Task instructions:
(1) Answer these from the text about art and anxiety:
(a) In what year was Mike Nelson nominated for the Turner Prize?
(b) In what year did Bruce Nauman lock himself in his studio to make his series of video recordings?
(c) Which film parodied that approach, and who made it?
(2) Carry on the text about art and anxiety, starting after its final sentence.

Text section:
In 2001, Mike Nelson was one of the artists nominated for the Turner Prize, and also represented Great Britain at that year’s Biennale in Venice. In a subsequent interview with John Rogers he talked about his impressions of these events and reflected on some of the signature features of his work.

Mike Nelson’s work can be characterized by its references to fear and anxiety. In the light of this, in addition to the interview with the artist we have included here a short overview of other works and artists that also deal with angst: in relation to a dread of existence as such, to the state of the world or the fear provoked by violence.


ANXIETY

DAVID G. TORRES

1.

In 1968, Bruce Nauman locked himself in his studio and made his famous series of video recordings: standing and leaning back into a corner (Bouncing in the Corner); painting his body black (Flesh to White to Black to Flesh); walking back and forth across the studio (Stamping in the Studio); playing a violin with an odd tuning (Violin Tuned D.E.A.D.); and adopting different positions between the wall and the floor (Wall/Floor Positions). These pieces link a minimalist definition of the artist’s work through his position in space and his actual working routine (an approach that was maliciously parodied shortly afterwards in 1971, in John Baldessari’s film I Am Making Art), with the presentation of situations of anxiety. It was this anxiety that would form the core of subsequent pieces by Bruce Nauman, though this time from the point of view of the spectator. These are the corridors, the cubes, the filmed closed spaces and oppressive rooms of the seventies: Live­ Taped Video Corridor, a long, narrow corridor with two video monitors at the end, one showing the corridor empty, the other showing the spectator from behind, walking away; Going Around The Corner Piece, a large white cube with surveillance cameras and monitors in each corner causing a similarly dislocated effect; Yellow Room (Triangular), a three-sided room bathed in yellow light; and White Breathing (part of the Herbert collection now at MacBa), a room containing irregularly spaced cubes that condition the spectator’s movements through the space.

Data shown:
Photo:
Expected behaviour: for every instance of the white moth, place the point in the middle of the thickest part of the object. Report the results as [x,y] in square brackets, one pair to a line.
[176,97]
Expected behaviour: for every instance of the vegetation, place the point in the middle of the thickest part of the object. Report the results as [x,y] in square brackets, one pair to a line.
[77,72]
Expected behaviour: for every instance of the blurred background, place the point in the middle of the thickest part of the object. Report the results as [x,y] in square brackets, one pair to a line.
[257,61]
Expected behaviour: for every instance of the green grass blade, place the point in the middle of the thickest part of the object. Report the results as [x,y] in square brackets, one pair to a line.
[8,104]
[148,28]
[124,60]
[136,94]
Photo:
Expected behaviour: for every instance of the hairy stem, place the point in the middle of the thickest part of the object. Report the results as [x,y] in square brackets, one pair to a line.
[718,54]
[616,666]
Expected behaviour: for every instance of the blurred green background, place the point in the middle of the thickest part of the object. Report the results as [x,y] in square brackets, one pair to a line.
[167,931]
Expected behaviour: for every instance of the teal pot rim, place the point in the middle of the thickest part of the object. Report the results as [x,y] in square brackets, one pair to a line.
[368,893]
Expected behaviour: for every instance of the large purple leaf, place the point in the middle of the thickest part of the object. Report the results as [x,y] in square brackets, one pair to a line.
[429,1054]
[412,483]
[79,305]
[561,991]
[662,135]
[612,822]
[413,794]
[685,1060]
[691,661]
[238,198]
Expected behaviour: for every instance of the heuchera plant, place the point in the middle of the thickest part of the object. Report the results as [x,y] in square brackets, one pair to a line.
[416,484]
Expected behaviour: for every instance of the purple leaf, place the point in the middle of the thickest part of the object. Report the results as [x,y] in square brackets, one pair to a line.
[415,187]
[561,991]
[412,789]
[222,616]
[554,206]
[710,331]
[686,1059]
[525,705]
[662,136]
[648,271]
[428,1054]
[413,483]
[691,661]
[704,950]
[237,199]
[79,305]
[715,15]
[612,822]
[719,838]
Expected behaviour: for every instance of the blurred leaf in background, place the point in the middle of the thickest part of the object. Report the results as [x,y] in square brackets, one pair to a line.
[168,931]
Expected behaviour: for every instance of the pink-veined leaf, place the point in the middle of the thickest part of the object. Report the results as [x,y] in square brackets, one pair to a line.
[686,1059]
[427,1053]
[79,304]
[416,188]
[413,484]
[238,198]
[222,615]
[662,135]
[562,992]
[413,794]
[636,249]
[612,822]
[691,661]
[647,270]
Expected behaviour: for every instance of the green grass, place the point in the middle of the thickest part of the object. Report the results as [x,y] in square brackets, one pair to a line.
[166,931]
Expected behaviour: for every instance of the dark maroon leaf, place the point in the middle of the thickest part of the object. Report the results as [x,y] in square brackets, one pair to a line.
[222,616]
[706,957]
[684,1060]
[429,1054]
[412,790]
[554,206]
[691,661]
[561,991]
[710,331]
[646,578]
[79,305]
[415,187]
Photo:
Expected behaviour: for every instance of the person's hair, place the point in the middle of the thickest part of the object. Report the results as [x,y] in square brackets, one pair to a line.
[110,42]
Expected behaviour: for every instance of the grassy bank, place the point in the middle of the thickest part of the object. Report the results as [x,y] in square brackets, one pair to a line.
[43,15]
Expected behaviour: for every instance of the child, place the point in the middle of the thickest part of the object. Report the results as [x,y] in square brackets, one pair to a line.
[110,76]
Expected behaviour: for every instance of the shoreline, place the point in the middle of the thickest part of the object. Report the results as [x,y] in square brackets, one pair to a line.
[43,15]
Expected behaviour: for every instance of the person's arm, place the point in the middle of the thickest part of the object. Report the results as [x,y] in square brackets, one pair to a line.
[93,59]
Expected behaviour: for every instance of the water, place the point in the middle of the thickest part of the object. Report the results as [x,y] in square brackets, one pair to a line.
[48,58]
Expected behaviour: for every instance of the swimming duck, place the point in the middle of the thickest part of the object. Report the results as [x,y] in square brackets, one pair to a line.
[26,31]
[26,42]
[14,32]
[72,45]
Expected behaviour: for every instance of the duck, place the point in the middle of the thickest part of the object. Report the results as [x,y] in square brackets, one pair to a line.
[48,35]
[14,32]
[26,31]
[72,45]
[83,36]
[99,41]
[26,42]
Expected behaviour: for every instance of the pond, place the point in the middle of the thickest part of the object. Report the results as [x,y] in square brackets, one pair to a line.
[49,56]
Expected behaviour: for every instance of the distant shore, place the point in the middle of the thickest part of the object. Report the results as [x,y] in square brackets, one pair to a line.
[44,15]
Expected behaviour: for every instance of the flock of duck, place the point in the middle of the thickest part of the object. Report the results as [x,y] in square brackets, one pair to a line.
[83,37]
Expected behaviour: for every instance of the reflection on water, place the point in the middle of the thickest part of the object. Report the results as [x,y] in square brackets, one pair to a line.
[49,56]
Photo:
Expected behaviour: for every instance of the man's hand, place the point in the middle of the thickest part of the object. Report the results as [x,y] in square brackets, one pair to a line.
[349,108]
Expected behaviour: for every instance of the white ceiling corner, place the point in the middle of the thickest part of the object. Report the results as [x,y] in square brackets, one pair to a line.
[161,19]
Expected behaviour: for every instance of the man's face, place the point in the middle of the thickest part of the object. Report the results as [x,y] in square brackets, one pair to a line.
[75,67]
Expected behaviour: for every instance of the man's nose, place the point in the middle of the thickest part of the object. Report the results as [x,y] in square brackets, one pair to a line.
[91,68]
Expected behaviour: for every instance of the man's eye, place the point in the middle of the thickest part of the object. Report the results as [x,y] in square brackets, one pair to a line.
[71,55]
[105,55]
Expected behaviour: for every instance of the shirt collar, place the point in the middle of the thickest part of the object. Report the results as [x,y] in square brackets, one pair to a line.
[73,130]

Final answers:
(1)
(a) 2001
(b) 1968
(c) I Am Making Art, made by John Baldessari

(2)
In two pieces completed in 1988, Learned Helplessness in Rats (Rock and Roll Drummer) and Rats and Bats (Learned Helplessness in Rats II), Bruce Nauman transferred this system of oppressive yellow spaces, corridors, surveillance cameras and monitors into small and transparent yellow Plexiglas structures, this time for rats. He had already used animals suspended on large carousels, but here the rats are enclosed. And “the rats are in a situation of great stress, they feel powerless, though, of course, the same happens to people” (Bruce Nauman).


2.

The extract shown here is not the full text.